> [Problem requirements]:
Keep only the lines of the listing that include the word "cone", and copy them.
Start of Material provided
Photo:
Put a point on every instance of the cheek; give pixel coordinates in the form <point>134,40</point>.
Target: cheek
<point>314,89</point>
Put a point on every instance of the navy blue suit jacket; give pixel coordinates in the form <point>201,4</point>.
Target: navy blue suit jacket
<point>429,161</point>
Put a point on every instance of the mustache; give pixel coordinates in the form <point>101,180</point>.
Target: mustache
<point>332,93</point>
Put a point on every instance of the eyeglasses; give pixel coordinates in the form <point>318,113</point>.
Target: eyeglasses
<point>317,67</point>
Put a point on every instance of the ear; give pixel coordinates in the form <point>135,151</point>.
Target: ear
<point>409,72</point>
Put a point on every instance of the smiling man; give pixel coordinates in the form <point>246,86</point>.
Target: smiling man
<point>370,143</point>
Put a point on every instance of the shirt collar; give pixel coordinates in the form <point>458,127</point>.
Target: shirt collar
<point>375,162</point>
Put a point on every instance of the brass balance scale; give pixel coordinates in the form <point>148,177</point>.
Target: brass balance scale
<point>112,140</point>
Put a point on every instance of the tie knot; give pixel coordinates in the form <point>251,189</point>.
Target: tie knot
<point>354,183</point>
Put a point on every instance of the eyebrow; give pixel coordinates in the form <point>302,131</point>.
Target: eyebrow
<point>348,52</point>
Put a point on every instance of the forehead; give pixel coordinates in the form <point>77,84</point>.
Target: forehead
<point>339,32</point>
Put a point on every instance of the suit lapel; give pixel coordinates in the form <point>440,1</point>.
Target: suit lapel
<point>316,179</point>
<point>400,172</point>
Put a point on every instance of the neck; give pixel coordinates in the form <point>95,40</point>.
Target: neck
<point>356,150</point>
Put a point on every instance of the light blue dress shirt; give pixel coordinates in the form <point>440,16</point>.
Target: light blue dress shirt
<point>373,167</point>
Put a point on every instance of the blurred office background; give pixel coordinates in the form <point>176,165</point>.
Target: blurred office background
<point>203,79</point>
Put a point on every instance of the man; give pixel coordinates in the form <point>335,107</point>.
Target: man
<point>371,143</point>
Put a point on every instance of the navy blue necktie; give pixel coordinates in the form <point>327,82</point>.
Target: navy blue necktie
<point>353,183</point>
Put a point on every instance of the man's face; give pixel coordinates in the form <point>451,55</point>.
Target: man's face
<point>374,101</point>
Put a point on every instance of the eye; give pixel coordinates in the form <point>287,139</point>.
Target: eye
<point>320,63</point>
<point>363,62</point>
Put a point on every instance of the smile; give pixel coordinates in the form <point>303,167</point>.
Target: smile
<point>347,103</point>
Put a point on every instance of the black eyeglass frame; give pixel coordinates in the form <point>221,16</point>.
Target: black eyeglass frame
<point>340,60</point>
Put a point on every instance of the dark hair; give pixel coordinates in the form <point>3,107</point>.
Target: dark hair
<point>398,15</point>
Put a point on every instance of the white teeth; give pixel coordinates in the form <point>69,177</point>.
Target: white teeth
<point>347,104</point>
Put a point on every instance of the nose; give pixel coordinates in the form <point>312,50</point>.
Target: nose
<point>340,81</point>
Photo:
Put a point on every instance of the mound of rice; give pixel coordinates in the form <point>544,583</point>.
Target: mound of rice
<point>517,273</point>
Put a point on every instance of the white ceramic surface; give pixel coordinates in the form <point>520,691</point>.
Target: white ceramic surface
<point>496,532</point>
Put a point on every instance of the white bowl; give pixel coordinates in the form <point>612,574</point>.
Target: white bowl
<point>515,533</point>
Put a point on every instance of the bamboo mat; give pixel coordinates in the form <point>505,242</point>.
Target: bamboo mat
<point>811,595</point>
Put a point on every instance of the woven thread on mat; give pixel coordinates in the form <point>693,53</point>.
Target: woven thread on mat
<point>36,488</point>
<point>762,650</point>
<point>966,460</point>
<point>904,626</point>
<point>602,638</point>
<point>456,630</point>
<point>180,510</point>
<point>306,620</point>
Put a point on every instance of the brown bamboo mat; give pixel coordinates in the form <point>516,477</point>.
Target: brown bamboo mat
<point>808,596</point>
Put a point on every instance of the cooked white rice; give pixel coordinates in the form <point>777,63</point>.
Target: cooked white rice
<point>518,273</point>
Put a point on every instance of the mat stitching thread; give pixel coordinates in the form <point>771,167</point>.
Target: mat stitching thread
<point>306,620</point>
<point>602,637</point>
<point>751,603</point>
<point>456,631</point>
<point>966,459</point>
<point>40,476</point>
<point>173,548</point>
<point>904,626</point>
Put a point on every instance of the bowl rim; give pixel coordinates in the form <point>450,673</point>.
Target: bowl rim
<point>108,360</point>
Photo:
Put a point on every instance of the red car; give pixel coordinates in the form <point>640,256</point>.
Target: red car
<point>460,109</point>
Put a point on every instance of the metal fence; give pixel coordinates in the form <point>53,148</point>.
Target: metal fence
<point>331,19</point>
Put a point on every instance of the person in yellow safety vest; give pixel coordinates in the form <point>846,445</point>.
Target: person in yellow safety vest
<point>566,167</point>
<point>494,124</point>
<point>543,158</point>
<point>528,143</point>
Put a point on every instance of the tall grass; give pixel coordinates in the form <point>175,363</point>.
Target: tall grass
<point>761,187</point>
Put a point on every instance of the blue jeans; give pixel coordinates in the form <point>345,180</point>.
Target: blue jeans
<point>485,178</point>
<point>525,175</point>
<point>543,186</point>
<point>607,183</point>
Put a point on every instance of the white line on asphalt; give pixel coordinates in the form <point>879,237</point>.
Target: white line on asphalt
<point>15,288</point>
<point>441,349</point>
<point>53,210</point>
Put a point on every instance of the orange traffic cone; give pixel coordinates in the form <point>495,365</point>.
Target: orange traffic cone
End of Material provided
> [Answer box]:
Put a point on every instance of the orange traffic cone; give pixel coordinates in the form <point>495,365</point>.
Target: orange traffic cone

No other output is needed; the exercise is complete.